• **What to produce**
Please repeat each of the records that follow, exactly as written.

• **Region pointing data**
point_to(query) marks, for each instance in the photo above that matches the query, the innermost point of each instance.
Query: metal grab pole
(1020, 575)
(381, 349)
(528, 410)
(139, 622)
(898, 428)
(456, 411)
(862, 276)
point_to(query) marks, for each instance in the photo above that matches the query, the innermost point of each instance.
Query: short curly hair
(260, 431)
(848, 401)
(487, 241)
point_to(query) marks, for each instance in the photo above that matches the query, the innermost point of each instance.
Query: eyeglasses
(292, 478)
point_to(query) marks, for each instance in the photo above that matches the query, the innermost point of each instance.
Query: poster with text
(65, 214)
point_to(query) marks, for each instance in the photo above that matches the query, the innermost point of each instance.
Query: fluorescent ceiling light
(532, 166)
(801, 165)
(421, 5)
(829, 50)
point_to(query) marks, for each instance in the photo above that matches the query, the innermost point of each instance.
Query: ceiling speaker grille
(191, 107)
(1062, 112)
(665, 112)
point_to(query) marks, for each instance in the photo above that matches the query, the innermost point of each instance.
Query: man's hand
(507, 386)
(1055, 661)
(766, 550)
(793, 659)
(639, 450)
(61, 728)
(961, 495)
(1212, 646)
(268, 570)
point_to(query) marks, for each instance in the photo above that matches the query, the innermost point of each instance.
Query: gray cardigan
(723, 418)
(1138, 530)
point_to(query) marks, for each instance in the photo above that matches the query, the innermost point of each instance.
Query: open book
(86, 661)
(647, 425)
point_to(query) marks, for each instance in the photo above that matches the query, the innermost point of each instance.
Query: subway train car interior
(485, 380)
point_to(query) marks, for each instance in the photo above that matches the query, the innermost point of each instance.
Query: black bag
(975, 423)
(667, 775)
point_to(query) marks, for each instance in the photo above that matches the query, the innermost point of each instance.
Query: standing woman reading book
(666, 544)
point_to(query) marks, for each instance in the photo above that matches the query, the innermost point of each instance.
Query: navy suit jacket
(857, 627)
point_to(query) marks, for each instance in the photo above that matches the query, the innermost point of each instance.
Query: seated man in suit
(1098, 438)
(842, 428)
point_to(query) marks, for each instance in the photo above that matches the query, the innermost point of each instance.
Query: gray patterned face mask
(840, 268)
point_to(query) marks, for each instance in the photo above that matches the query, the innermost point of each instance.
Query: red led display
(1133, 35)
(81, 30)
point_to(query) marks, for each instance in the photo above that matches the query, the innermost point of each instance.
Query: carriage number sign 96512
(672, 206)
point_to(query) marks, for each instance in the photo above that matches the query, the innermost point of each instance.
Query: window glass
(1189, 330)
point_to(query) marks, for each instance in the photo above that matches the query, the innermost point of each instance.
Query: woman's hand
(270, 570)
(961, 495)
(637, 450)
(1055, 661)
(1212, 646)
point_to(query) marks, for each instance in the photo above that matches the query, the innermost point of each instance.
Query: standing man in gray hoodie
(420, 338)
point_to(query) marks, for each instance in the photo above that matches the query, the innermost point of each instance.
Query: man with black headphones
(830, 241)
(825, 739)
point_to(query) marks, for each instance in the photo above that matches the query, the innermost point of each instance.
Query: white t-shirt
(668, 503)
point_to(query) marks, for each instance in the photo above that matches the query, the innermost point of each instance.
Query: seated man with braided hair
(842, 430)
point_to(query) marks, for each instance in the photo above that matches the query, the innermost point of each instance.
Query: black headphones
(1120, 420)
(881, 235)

• **Response to this task**
point_to(query) marks, for each instance in the photo above that matches the query, the innermost point of each instance.
Query: metal grab pole
(1020, 575)
(381, 349)
(528, 410)
(139, 622)
(898, 428)
(456, 411)
(862, 276)
point_to(query) marks, for each instance in the photo above that matches the query, the innermost point of each instance.
Query: short curly hair
(260, 431)
(848, 401)
(487, 241)
point_to(query) marks, for each instance in the photo above that matches the query, the innermost point of each instance.
Query: eyeglasses
(292, 478)
point_to(query) marks, for each instance in the photo above that matches the query, the innermost point of each instance.
Query: poster with text
(65, 214)
point_to(query) marks, for each instance in the photo above that matches the query, the innermost point of each instance.
Query: fluorescent ceiling light
(532, 166)
(801, 165)
(421, 5)
(829, 50)
point_to(query) marks, for each instance in the photo above that matches the query, the innermost point of each instance.
Query: ceiling speaker grille
(191, 107)
(1062, 112)
(665, 112)
point_to(query) marks, for each instance in the photo above that matches the query, the innermost point of each instance.
Query: man's hand
(507, 386)
(1055, 661)
(766, 550)
(793, 659)
(639, 450)
(61, 728)
(961, 495)
(1212, 646)
(268, 570)
point_to(query) marks, for each instance in the photo above that matches the query, the innermost point of each instance.
Query: gray cardigan
(723, 418)
(1138, 530)
point_to(query) marks, for each instance in the photo above that matches the query, the innermost point of each instance.
Query: open book
(86, 661)
(647, 425)
point_to(query) marks, for each instance in the photo above that matches the query, the innermost point of each instance.
Query: subway train car interior
(485, 380)
point_to(query) marks, for each instance in the photo above that matches the query, the innermost point of each instance.
Query: black bag
(975, 423)
(667, 775)
point_to(query) marks, for each instance in the photo above that matches the query, the innermost point of each instance.
Query: standing woman reading book
(666, 544)
point_to(query) marks, for each instance in the photo above that matches the query, the innermost point of each instance.
Query: navy suit jacket
(857, 627)
point_to(query) marks, for each instance in the photo above that matches the query, the innermost point of each instance.
Query: seated man in suit
(1098, 438)
(842, 428)
point_to(query) marks, for each instance in the photo above that matches the query, the innermost point of each instance.
Query: gray patterned face mask
(840, 268)
point_to(query) marks, for each instance in the photo above that matches the query, the innermost point of each instance.
Query: red led display
(1133, 35)
(81, 30)
point_to(query) marks, for each instance in the photo above that matches the query, the innermost point of each instance.
Query: carriage number sign 96512
(672, 206)
point_to(query) marks, for each instance in the photo above that matches the query, the innermost point of each instance.
Query: window glass
(1189, 330)
point_to(query) marks, for each instance in the photo above that matches the query, the innermost point of each instance.
Query: woman's hand
(270, 570)
(961, 495)
(637, 450)
(1055, 661)
(1212, 646)
point_to(query) marks, for each instance in the photo above that matches the query, the innermost point of each instance.
Query: standing man in gray hoodie
(420, 338)
point_to(query) marks, for each instance in the photo above that matches the query, the innermost point of each instance.
Query: man with black headphones
(830, 241)
(825, 739)
point_to(query) marks, for each instance in the photo above that matches the query, the innermost point of each instance.
Query: white t-shirt
(668, 503)
point_to(query) marks, for each instance in the photo above that matches the query, the innermost point of each instance.
Query: seated man with braided hair
(842, 430)
point_to(query) marks, for each instance in the photo above that matches the query, the innermost point of each instance.
Query: black headphones
(1120, 420)
(881, 235)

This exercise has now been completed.